[Referring expression data]
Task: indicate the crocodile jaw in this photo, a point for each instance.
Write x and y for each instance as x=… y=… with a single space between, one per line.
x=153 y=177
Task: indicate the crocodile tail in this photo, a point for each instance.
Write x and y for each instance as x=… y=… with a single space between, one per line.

◆ Exercise: Word for word, transcribe the data shown above.

◆ Solution below:
Task: indicate the crocodile jaw in this photo, a point for each instance.
Write x and y for each instance as x=… y=… with a single space between, one per line.
x=153 y=177
Task: indicate the crocodile tail in this photo, a point for each instance.
Write x and y for each instance as x=… y=… with a single space between, one per line.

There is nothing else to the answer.